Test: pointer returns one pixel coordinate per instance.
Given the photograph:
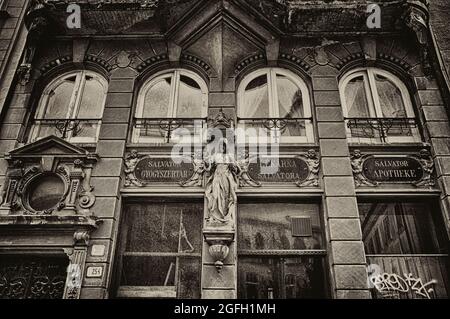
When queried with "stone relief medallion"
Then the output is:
(301, 170)
(373, 170)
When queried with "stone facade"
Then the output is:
(222, 42)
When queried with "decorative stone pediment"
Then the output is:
(49, 179)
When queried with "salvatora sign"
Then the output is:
(290, 170)
(393, 169)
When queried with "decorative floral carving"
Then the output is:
(244, 177)
(131, 160)
(357, 161)
(427, 163)
(313, 162)
(221, 187)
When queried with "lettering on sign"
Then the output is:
(372, 170)
(393, 169)
(145, 170)
(290, 170)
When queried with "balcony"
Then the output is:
(169, 130)
(409, 276)
(383, 130)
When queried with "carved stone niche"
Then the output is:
(219, 246)
(50, 177)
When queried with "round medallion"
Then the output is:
(45, 193)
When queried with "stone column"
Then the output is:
(344, 238)
(437, 127)
(107, 180)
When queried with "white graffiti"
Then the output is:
(386, 282)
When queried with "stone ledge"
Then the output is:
(50, 221)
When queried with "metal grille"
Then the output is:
(301, 226)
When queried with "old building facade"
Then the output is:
(96, 204)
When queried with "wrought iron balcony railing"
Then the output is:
(383, 129)
(278, 128)
(74, 129)
(167, 128)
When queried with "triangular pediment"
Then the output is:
(208, 14)
(49, 146)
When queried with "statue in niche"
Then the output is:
(199, 169)
(221, 186)
(357, 160)
(427, 163)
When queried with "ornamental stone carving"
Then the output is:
(48, 177)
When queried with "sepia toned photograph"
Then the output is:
(243, 151)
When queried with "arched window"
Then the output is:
(377, 107)
(275, 102)
(170, 106)
(71, 107)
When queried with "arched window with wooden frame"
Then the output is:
(276, 103)
(377, 107)
(71, 107)
(172, 106)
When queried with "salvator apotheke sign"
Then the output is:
(392, 169)
(290, 170)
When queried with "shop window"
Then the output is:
(377, 107)
(171, 107)
(31, 277)
(411, 246)
(277, 258)
(275, 104)
(160, 254)
(71, 107)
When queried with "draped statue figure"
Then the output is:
(221, 186)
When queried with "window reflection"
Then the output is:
(161, 250)
(356, 98)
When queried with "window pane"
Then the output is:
(268, 226)
(190, 99)
(256, 99)
(280, 278)
(59, 100)
(91, 106)
(164, 228)
(400, 228)
(157, 99)
(390, 97)
(356, 99)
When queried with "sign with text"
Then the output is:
(162, 170)
(387, 169)
(290, 170)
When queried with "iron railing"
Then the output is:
(382, 128)
(168, 128)
(65, 128)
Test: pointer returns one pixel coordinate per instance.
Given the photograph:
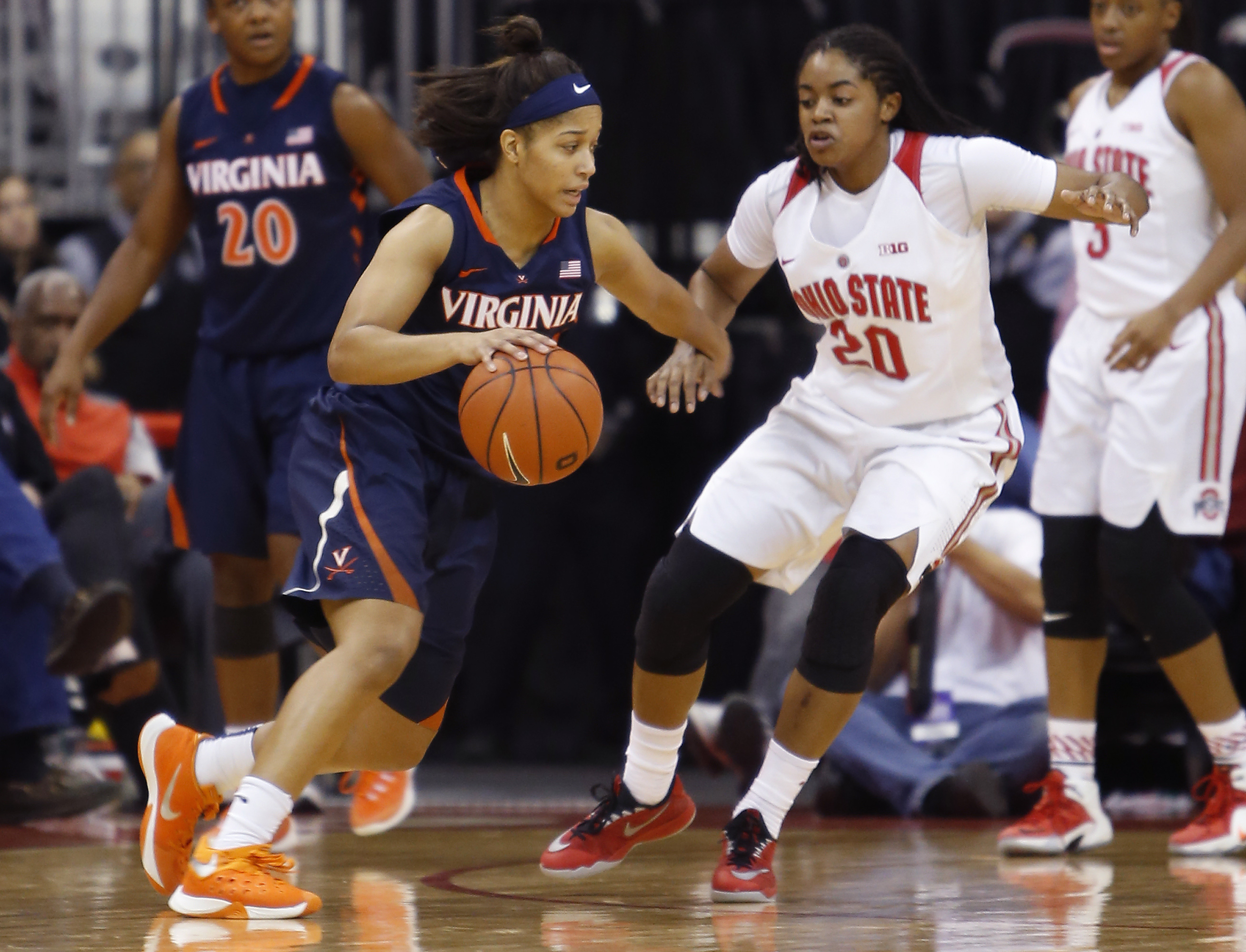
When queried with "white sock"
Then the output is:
(258, 809)
(778, 783)
(1071, 743)
(225, 762)
(652, 757)
(1226, 741)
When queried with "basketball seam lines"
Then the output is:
(489, 446)
(576, 412)
(536, 416)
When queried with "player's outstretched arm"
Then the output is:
(369, 347)
(1204, 106)
(718, 287)
(1110, 197)
(158, 229)
(658, 299)
(379, 148)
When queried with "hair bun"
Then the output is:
(517, 35)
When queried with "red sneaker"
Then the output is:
(744, 873)
(1220, 828)
(618, 823)
(1067, 819)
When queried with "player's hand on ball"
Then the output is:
(509, 340)
(686, 378)
(1142, 339)
(1116, 198)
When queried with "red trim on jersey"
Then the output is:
(909, 158)
(296, 84)
(1169, 69)
(799, 180)
(215, 84)
(1214, 410)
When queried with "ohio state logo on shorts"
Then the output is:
(1209, 505)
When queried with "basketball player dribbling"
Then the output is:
(396, 521)
(1147, 390)
(896, 440)
(268, 158)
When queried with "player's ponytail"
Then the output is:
(881, 60)
(461, 112)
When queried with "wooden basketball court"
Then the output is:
(464, 876)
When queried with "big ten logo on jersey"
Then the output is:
(868, 296)
(271, 231)
(486, 312)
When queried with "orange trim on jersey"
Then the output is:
(178, 519)
(434, 721)
(217, 99)
(399, 588)
(296, 84)
(479, 218)
(461, 181)
(909, 158)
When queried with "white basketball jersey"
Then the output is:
(1119, 276)
(910, 329)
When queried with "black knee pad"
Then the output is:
(688, 590)
(1072, 585)
(245, 632)
(1139, 572)
(865, 578)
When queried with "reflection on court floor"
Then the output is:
(436, 886)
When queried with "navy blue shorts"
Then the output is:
(382, 519)
(233, 453)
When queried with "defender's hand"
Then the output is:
(1142, 339)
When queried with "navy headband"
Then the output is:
(554, 99)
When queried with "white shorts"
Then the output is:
(1117, 443)
(813, 470)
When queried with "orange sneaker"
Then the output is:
(382, 799)
(175, 800)
(245, 883)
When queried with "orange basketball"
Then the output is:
(531, 422)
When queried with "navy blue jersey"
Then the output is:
(479, 288)
(278, 204)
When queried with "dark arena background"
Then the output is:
(698, 101)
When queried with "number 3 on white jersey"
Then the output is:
(277, 236)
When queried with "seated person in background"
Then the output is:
(980, 682)
(86, 621)
(101, 448)
(148, 360)
(21, 247)
(34, 590)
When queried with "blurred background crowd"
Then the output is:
(698, 101)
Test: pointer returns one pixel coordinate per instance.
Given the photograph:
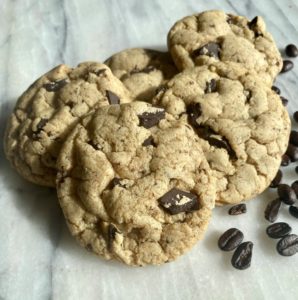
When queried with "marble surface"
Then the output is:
(38, 257)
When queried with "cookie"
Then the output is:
(142, 71)
(242, 123)
(214, 36)
(49, 109)
(134, 184)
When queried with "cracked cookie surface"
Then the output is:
(142, 71)
(134, 184)
(49, 109)
(214, 36)
(242, 123)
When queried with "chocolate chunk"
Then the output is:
(176, 201)
(288, 245)
(293, 210)
(211, 86)
(210, 49)
(277, 179)
(54, 86)
(241, 258)
(286, 194)
(230, 239)
(295, 116)
(150, 119)
(271, 211)
(292, 152)
(278, 230)
(291, 50)
(194, 111)
(149, 142)
(111, 234)
(285, 160)
(284, 101)
(287, 66)
(237, 209)
(276, 89)
(112, 98)
(294, 137)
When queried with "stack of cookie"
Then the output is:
(141, 148)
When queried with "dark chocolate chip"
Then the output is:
(54, 86)
(230, 239)
(294, 137)
(210, 49)
(211, 86)
(292, 152)
(276, 89)
(112, 98)
(278, 230)
(287, 66)
(271, 211)
(277, 179)
(286, 194)
(288, 245)
(241, 258)
(291, 50)
(285, 160)
(149, 142)
(237, 209)
(295, 116)
(176, 201)
(293, 210)
(150, 119)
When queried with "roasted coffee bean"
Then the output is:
(292, 152)
(277, 179)
(294, 137)
(238, 209)
(286, 194)
(278, 230)
(241, 258)
(285, 160)
(288, 245)
(230, 239)
(54, 86)
(150, 119)
(176, 201)
(291, 50)
(276, 89)
(295, 116)
(284, 101)
(271, 211)
(293, 211)
(287, 66)
(112, 98)
(210, 49)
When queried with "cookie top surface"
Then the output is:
(142, 71)
(242, 123)
(134, 184)
(216, 36)
(49, 109)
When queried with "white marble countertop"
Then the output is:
(38, 257)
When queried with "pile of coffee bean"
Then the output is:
(287, 195)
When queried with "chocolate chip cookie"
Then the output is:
(134, 184)
(214, 36)
(142, 71)
(49, 109)
(242, 123)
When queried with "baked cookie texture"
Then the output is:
(214, 36)
(142, 71)
(134, 185)
(242, 123)
(49, 109)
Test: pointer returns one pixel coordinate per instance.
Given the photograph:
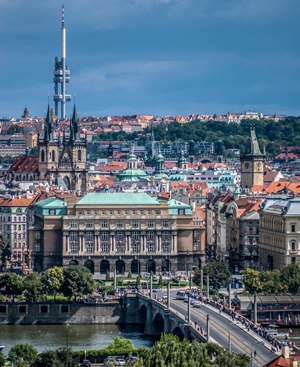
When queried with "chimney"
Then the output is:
(294, 363)
(285, 351)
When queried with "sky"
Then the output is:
(154, 57)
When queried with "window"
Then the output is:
(89, 236)
(73, 236)
(120, 236)
(120, 247)
(73, 247)
(150, 236)
(165, 236)
(165, 247)
(135, 235)
(89, 247)
(104, 235)
(150, 247)
(135, 247)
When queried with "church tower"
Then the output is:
(252, 163)
(69, 168)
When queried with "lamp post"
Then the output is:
(67, 336)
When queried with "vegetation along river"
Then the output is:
(79, 337)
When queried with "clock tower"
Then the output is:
(252, 163)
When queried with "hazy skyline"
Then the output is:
(161, 57)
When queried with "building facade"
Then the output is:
(130, 231)
(279, 233)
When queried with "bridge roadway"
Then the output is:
(241, 341)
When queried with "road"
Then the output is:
(241, 341)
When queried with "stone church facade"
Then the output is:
(63, 160)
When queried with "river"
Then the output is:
(79, 337)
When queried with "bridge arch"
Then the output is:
(158, 324)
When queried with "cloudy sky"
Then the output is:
(160, 57)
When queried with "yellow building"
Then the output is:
(279, 232)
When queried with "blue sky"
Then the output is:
(161, 57)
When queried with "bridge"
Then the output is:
(179, 318)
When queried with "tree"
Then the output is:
(53, 280)
(2, 359)
(33, 285)
(160, 282)
(23, 350)
(11, 285)
(78, 280)
(219, 275)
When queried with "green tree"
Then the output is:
(53, 280)
(33, 286)
(78, 281)
(2, 359)
(11, 285)
(160, 281)
(219, 275)
(25, 351)
(290, 276)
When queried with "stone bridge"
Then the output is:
(158, 318)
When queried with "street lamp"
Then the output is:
(67, 336)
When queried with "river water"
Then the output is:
(79, 337)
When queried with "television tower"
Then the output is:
(61, 73)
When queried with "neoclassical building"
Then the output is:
(130, 231)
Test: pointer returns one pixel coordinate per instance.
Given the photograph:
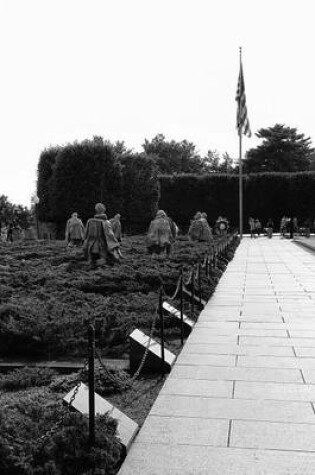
----
## YOUR INSTRUCTIONS
Scan the listing and report each line where the word "player" shows up.

## FINAL ANSWER
When queried with "player's outstretched arm"
When queried with "player's hand on ball"
When queried with "basketball player dribbling"
When queried with "player's ponytail"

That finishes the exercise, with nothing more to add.